* FRAGMENTO PARA LEER:
= = = =
Me encontré con un día normal, como cualquier otro tan común y silvestre que me impresionaba. ¿Cómo pasan del cielo a la tierra? La discreción a propósito del triunfo era meteórica y apenas era rota por las interminables notas reproducidas por los noticieros y el inclemente bombardeo de todos los diarios expuestos en los kioscos. No encontré los afamados visos de arrogancia y omnipotencia que todo el mundo cree tan propios de los argentinos, no encontré más que miradas un poco más suaves y cierta amabilidad en el trato de los porteños, amabilidad auspiciada por la calma, calma de esas que se atesoran, porque se sabe que la borrasca para bien o para mal, volverá en cualquier momento.

VII

Final Italia 90: Argentina vs. Alemania. Alemania campeona del mundo.

Cuartos de final Alemania 2006: Alemania elimina por penales a la Argentina dirigida por José Néstor Pekerman.

Cuartos de final Sudáfrica 2010: Alemania golea a la Argentina de Maradona.

Final Brasil 2014… Vamos a ver qué pasa.

VIII

No hay una confianza generalizada en el triunfo pero sí en el equipo. Para ser más exactos, en los huevos del equipo, porque se sobreentiende que Alemania es una tromba, pero “Argentina tiene identidad futbolística y venimos de menos a más”, me dice un señor que escucha mi tonada extranjera al hacer un pedido en una sucursal del Café Martínez, ubicada en la calle Arenales entre Riobamba y Ayacucho. Revanchas de la vida. Revanchas del fútbol. “Yo viví las glorias del ‘78 y del ‘86, la primera soltero y la segunda ya con Mariano -mi hijo mayor- no sabés lo que era. Ahora soy abuelo. Mi hijo ya es padre y bueno, es otro tiempo, pero todo esto ayuda a construir país. ¿Viste lo que significa para un niño ver a su selección campeona del mundo? Pasó con Mariano y ahora puede ser que suceda con mi nieto…”.

-¿Cómo se llama el chico? –pregunté-.
-Diego, como el más grande -respondió-.

IX

“El domingo más importante en los últimos 24 años” dice un reconocido periodista deportivo argentino, a propósito de la celebración de la final del mundial de fútbol de ese año. Y es que esto no es, para nada, una exageración, teniendo en cuenta que en general la pasión rioplatense –superlativamente histórica y atorrante- por este deporte, tiene su génesis en el hecho de que la gente entiende y vive el fútbol como una narración de dimensiones míticas y metafísicas, cuya prosa escolta -íntima y simbólicamente- las apologías y tradiciones más significativas de la identidad nacional. O identidades nacionales, porque tenemos que referirnos, de la misma manera y con la misma cadencia, tanto a argentos como a uruguayos.
= = = =
(Entradas del conjunto de datos de anotación)
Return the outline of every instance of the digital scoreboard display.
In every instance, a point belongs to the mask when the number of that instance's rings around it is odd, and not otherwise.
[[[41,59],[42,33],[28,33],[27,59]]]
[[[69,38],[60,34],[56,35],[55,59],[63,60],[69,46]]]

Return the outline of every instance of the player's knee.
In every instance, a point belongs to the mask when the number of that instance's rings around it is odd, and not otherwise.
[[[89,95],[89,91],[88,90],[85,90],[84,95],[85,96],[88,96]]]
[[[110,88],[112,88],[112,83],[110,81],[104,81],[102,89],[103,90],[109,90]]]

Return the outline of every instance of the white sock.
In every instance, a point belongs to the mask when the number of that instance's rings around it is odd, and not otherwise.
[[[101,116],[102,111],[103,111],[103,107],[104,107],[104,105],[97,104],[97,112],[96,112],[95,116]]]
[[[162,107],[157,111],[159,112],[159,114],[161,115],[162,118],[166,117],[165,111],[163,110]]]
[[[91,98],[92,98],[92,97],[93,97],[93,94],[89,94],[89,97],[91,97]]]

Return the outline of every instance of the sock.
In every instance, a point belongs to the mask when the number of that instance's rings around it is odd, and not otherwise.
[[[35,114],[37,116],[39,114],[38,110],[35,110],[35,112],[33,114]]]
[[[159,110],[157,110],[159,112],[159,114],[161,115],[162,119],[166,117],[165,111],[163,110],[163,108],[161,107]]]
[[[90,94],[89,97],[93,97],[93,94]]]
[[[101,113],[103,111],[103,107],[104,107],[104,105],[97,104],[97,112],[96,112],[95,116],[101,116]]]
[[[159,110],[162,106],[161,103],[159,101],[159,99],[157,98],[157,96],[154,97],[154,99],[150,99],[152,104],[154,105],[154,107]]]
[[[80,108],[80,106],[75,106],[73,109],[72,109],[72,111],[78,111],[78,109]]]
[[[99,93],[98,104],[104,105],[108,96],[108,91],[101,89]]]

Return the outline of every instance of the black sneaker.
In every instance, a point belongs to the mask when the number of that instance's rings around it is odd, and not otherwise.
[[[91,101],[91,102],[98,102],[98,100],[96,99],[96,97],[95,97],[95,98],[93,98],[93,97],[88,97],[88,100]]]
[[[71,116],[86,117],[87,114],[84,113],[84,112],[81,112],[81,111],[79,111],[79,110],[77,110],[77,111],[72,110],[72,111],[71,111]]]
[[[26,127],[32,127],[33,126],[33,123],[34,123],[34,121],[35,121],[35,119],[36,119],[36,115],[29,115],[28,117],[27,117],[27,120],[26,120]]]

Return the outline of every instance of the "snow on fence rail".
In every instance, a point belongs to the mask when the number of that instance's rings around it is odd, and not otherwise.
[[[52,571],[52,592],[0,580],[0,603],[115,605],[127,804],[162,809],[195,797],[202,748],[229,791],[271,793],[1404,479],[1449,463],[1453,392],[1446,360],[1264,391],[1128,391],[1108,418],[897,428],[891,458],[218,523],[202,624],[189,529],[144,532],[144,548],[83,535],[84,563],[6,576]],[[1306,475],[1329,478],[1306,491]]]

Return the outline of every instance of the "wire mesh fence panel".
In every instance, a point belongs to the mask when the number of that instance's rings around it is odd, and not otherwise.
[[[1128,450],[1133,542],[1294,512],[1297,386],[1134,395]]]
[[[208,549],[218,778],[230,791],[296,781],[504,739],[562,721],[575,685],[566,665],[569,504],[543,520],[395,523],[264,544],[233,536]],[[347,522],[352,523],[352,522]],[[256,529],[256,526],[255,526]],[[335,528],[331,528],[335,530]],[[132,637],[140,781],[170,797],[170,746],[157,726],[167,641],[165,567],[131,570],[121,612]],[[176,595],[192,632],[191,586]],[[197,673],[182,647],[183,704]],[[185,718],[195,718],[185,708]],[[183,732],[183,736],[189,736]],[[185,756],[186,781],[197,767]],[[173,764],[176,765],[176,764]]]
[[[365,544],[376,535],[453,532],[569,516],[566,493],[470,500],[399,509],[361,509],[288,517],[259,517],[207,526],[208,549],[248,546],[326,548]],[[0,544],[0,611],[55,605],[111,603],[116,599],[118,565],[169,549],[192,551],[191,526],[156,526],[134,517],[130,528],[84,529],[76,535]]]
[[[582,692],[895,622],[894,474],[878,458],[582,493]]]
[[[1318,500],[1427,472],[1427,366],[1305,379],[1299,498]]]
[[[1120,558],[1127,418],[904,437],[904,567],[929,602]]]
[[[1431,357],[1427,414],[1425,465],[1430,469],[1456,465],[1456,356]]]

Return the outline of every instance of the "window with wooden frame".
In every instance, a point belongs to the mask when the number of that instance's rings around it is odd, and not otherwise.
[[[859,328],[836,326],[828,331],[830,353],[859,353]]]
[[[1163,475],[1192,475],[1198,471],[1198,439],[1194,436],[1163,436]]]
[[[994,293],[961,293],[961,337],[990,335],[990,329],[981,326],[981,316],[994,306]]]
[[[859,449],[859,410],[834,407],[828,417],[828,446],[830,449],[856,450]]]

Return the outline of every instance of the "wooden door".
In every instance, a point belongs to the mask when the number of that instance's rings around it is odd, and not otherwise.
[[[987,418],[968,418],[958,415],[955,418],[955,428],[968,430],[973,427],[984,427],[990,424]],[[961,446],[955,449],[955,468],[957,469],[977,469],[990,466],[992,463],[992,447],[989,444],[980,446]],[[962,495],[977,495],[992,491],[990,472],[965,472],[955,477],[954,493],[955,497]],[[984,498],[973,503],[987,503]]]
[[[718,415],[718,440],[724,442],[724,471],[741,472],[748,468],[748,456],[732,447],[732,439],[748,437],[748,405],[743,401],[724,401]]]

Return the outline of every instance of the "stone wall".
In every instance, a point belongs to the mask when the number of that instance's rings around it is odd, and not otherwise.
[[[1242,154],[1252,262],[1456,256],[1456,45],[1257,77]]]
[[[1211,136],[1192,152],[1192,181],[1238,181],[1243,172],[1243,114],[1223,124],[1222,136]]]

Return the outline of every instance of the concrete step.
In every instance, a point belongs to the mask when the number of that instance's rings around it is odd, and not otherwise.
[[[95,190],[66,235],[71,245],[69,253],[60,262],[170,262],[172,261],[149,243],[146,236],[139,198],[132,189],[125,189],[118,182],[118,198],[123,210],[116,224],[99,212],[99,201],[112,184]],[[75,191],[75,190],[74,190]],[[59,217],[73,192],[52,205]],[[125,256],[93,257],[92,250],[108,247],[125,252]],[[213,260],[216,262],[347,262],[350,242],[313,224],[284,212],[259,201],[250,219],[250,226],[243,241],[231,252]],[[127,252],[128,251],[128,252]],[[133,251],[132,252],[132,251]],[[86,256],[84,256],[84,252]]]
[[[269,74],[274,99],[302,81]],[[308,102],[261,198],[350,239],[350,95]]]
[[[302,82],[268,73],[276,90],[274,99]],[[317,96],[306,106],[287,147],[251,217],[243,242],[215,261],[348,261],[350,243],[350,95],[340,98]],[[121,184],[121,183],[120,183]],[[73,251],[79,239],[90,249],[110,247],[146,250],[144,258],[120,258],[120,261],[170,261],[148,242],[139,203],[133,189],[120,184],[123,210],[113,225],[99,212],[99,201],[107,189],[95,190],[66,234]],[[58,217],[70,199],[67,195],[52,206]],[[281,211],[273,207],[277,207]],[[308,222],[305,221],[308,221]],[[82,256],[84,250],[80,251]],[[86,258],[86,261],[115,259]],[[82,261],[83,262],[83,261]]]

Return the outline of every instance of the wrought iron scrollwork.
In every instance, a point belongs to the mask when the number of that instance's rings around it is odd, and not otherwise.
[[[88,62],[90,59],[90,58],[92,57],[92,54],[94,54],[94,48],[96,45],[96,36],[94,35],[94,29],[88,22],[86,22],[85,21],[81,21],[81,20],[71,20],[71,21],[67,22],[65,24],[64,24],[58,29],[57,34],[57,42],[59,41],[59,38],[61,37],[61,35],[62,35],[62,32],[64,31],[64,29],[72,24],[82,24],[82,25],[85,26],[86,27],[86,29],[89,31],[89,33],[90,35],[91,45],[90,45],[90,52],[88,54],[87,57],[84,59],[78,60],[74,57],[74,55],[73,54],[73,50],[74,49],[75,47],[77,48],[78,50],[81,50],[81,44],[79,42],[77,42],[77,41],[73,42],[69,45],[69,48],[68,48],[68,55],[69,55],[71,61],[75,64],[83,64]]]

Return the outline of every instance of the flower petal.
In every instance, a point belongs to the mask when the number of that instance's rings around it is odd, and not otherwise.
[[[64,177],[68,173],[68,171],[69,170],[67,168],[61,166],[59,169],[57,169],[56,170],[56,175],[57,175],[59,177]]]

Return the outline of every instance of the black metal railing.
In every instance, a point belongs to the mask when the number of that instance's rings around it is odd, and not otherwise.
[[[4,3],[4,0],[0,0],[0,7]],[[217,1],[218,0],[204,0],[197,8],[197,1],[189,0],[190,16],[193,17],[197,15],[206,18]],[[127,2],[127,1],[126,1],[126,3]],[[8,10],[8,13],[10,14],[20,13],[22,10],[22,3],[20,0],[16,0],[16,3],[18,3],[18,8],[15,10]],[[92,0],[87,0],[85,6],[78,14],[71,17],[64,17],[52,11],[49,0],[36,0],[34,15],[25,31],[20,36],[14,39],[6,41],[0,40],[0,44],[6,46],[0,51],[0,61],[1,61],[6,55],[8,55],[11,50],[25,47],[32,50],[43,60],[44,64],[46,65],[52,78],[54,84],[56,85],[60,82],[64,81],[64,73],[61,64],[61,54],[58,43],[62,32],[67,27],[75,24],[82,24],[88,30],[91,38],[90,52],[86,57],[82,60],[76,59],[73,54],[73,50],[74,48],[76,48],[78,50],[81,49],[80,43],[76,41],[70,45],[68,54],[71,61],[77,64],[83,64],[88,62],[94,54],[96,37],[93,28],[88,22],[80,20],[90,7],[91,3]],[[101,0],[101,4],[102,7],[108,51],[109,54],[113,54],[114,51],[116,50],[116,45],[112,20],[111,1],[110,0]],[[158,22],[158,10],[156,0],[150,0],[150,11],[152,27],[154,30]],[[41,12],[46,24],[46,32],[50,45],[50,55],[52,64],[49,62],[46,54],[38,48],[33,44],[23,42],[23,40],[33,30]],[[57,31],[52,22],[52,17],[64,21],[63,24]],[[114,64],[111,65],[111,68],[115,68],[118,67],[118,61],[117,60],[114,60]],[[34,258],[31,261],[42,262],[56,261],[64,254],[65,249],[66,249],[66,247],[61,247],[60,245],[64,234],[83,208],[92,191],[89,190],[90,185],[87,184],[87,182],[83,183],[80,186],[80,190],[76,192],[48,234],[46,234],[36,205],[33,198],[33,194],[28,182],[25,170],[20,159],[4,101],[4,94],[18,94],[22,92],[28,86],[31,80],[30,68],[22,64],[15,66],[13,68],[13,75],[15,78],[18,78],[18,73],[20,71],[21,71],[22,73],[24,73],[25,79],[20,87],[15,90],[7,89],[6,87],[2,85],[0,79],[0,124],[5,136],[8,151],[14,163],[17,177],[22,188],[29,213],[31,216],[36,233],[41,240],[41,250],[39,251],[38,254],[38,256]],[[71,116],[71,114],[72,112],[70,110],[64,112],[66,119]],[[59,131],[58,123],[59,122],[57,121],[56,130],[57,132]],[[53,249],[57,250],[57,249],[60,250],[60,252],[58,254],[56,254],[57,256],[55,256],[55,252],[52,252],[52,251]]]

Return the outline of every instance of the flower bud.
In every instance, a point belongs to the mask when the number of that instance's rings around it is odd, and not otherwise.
= = = =
* OBJETIVO:
Según el fragmento sobre la final del Mundial, ¿en qué calle está la sucursal del Café Martínez donde el autor hace su pedido?

* SOLUCIÓN DEL EJERCICIO:
En la calle Arenales, entre Riobamba y Ayacucho.